== Extrait fourni

Il était également en poste le 12 mars 2017, lorsque deux experts de l’ONU, Zaida Catalan et Michael Sharp, ont été assassinés dans des circonstances floues et très suspectes. Loin d’avoir fait profil bas depuis, il fut également à la manœuvre lors de la répression meurtrière des marches pacifistes de janvier 2018 à Kinshasa. Les forces de sécurité y firent usage de tirs à balles réelles, tuant au moins huit personnes et en blessant des dizaines d’autres.

Fidèle parmi les fidèles du président Kabila, ce « dauphin » nageant dans les eaux troubles du pouvoir depuis si longtemps, ne doit pas pouvoir espérer gagner une quelconque tranquillité grâce à l’élection qui se profile. Ainsi, il nous est inconcevable qu’il puisse accéder au plus haut poste de l’État sans avoir répondu de ses actes, ou qu’il puisse être blanchi par l’Union européenne à travers une levée de ses sanctions. Leur reconduction doit être décidée au plus tard le 10 décembre prochain, soit moins de deux semaines avant le scrutin.

Quatorze autres personnalités dans le collimateur européen

Emmanuel Ramazani Shadary, en 2018, lorsqu'il était ministre de l'Intérieur et de la Sécurité. © Ministère congolais de l’Intérieur et de la Sécurité.

Emmanuel Ramazani Shadary, en 2018, lorsqu'il était ministre de l'Intérieur et de la Sécurité. © Ministère congolais de l’Intérieur et de la Sécurité.

Et il n’est pas le seul dans ce cas. Parmi la quinzaine de fidèles du régime visés figure l’intransigeant ministre de la Communication et des Médias, Lambert Mende, connu pour ses messages de haine et les restrictions qu’il impose aux médias et journalistes indépendants.

Ou encore John Numbi Banze, Inspecteur général des Forces armées congolaises (FARDC). Très actif au Katanga durant la répression des manifestations anti-Kabila, nous le soupçonnons d’être impliqué dans la mort de notre ami et confrère, le défenseur des droits humains Floribert Chebeya.

On peut également citer Alex Kande Mupompa, gouverneur du Kasaï oriental, épinglé pour sa responsabilité dans les massacres commis dans sa province (exécutions sommaires, répression de manifestations).

====

**Liste des tâches**
**1)** Reformulez sous forme de liste le paragraphe de l'extrait sur les sanctions européennes qui commence par « Fidèle parmi les fidèles », en conservant ses faits essentiels.
**2)** Poursuivez l'extrait sur les sanctions européennes à partir de sa dernière phrase.

== Informations extraites

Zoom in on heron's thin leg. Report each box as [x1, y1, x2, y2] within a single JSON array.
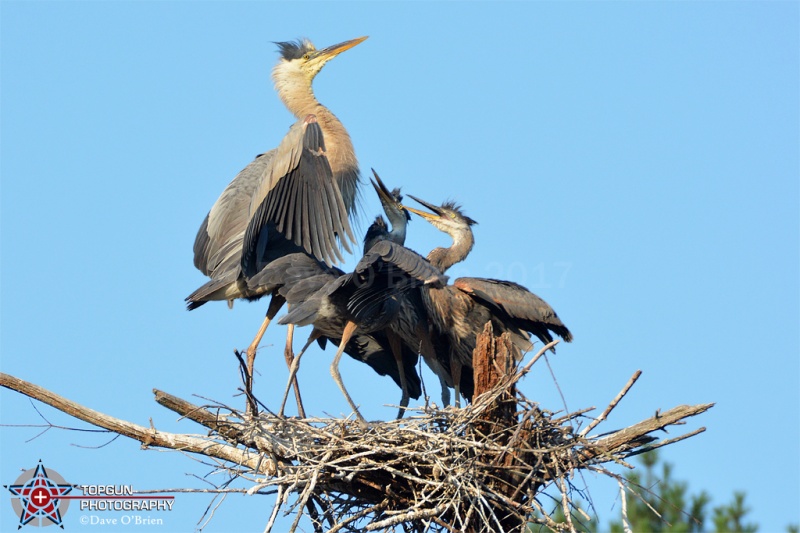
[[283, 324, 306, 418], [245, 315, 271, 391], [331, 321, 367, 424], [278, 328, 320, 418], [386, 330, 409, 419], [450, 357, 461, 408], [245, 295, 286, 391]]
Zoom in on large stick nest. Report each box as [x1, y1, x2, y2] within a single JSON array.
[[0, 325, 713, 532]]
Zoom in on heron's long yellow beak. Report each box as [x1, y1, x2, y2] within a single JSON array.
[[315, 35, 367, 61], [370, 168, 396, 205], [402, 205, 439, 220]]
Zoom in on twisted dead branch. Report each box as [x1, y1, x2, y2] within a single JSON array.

====

**Réponses aux exercices**
**1)**
- Fidèle parmi les fidèles du président Kabila, ce « dauphin » ne doit pas espérer gagner une quelconque tranquillité grâce à l'élection qui se profile.
- Il est jugé inconcevable qu'il accède au plus haut poste de l'État sans avoir répondu de ses actes.
- Il est tout aussi inconcevable que l'Union européenne le blanchisse en levant ses sanctions.
- La reconduction de ces sanctions doit être décidée au plus tard le 10 décembre, soit moins de deux semaines avant le scrutin.

**2)**
Ou encore Kalev Mutondo, directeur de l’Agence nationale de renseignements (ANR), véritable police politique à la solde du régime de Kabila, menant à la fois des activités de surveillance et de répression de l’opposition et de défenseur.es des droits humains.

>>> À LIRE – Présidentielle en RDC : l’UA demande à l’UE de lever les sanctions contre Ramazani Shadary

Lorsque ces sanctions furent adoptées, la RDC se caractérisait par sa violence extrême et la tentative d’étouffement de sa société civile. Presque deux ans après, ce contexte n’a malheureusement guère évolué. Les médias sont toujours muselés, des défenseurs des droits humains sont emprisonnés et les manifestations interdites. L’impunité règne en maître. Le scrutin s’annonce des plus tendus.

Un message de l’UE à Kabila

Beaucoup des responsables politiques et militaires touchés par les sanctions ont été directement promus ces derniers mois par Joseph Kabila. Leur sort est désormais inextricablement lié à celui de leur mentor, et au résultat du scrutin du 23 décembre.

En décidant de maintenir les sanctions contre ces individus haut-placés dans l’appareil répressif et sécuritaire congolais, l’Union européenne et ses États membres enverraient deux messages clairs aux caciques du régime.

Le premier est qu’elle sera extrêmement vigilante sur la manière dont seront organisées les élections de décembre, et donc la manière dont seront gérés les rassemblements et manifestations.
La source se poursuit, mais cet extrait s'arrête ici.